*** DATA ENTRIES ***

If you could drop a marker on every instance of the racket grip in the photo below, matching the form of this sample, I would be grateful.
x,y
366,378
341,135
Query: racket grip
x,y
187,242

***
*** DATA ENTRIES ***

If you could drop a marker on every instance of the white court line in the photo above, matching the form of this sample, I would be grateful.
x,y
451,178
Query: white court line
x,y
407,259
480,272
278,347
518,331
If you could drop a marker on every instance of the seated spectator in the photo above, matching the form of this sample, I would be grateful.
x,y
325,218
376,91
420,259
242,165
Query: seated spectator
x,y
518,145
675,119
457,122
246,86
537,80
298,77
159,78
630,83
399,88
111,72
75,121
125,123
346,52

***
*** DATA ENTRIES ***

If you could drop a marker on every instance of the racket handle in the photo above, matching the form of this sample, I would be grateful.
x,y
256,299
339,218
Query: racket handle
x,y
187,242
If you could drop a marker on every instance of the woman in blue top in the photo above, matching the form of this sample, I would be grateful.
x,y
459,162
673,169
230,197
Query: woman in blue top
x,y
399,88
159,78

***

## GIVEN TASK
Count the lines of the records above that contain the word "grip", and give only the number.

## EXERCISE SOLUTION
2